Copy the listing from the line with "Target: finger" through the end of the listing, swapping "outline" for "boundary" and changing nothing else. Give only those lines.

-- Start Exercise inputs --

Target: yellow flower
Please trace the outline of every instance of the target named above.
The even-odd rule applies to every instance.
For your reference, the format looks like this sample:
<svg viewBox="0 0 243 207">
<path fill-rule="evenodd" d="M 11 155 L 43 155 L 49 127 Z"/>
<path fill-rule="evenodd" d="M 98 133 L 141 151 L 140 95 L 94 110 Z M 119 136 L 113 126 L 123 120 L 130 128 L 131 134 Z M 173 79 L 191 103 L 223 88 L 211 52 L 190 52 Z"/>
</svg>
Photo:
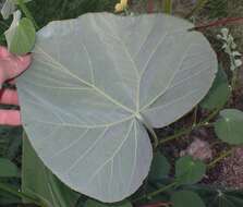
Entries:
<svg viewBox="0 0 243 207">
<path fill-rule="evenodd" d="M 114 7 L 116 12 L 123 12 L 127 8 L 129 0 L 121 0 L 120 3 L 117 3 Z"/>
</svg>

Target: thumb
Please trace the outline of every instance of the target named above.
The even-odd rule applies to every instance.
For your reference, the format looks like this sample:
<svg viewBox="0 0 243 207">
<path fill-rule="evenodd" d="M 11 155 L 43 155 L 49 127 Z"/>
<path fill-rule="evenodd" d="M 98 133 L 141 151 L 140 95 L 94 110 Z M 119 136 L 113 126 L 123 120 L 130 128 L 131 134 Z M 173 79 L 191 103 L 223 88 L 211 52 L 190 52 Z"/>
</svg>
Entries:
<svg viewBox="0 0 243 207">
<path fill-rule="evenodd" d="M 26 54 L 23 57 L 16 57 L 15 61 L 16 61 L 16 64 L 15 64 L 16 66 L 15 66 L 15 72 L 14 72 L 15 74 L 13 74 L 12 77 L 20 75 L 29 66 L 32 62 L 32 56 Z"/>
</svg>

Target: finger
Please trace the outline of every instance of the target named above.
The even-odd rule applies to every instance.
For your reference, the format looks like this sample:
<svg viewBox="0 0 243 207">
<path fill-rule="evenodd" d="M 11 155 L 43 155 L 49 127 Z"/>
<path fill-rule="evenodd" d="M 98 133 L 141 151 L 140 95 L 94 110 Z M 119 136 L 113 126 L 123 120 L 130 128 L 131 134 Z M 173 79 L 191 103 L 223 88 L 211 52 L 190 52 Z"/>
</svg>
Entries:
<svg viewBox="0 0 243 207">
<path fill-rule="evenodd" d="M 7 80 L 12 80 L 20 74 L 22 74 L 31 64 L 32 56 L 23 56 L 23 57 L 11 57 L 12 66 L 10 65 L 7 74 Z"/>
<path fill-rule="evenodd" d="M 3 46 L 0 46 L 0 58 L 5 58 L 9 56 L 10 56 L 10 52 L 8 51 L 8 49 Z"/>
<path fill-rule="evenodd" d="M 16 90 L 2 89 L 0 92 L 0 104 L 2 105 L 19 105 Z"/>
<path fill-rule="evenodd" d="M 0 124 L 1 125 L 21 125 L 21 114 L 17 110 L 0 109 Z"/>
<path fill-rule="evenodd" d="M 19 72 L 19 74 L 21 74 L 29 66 L 32 62 L 32 56 L 26 54 L 23 57 L 16 57 L 16 62 L 17 62 L 16 71 Z"/>
</svg>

-- End Exercise inputs --

Written reply>
Target: finger
Please trace the boundary of every instance of the target named above.
The even-odd rule applies to every instance.
For your reference, the format looks like this sample:
<svg viewBox="0 0 243 207">
<path fill-rule="evenodd" d="M 11 155 L 43 155 L 49 127 Z"/>
<path fill-rule="evenodd" d="M 98 133 L 141 151 L 140 95 L 94 110 Z M 119 136 L 113 126 L 123 120 L 130 128 L 131 134 Z M 173 79 L 191 103 L 223 88 L 211 52 L 190 52 Z"/>
</svg>
Entries:
<svg viewBox="0 0 243 207">
<path fill-rule="evenodd" d="M 7 80 L 12 80 L 20 74 L 22 74 L 31 64 L 32 56 L 23 56 L 23 57 L 11 57 L 12 66 L 10 65 L 7 74 Z"/>
<path fill-rule="evenodd" d="M 3 46 L 0 46 L 0 58 L 5 58 L 9 56 L 10 56 L 10 52 L 8 51 L 8 49 Z"/>
<path fill-rule="evenodd" d="M 16 90 L 2 89 L 0 92 L 0 104 L 2 105 L 19 105 Z"/>
<path fill-rule="evenodd" d="M 0 124 L 1 125 L 21 125 L 21 114 L 17 110 L 0 109 Z"/>
<path fill-rule="evenodd" d="M 19 72 L 19 74 L 21 74 L 29 66 L 32 62 L 32 56 L 26 54 L 23 57 L 16 57 L 16 62 L 17 62 L 16 71 Z"/>
</svg>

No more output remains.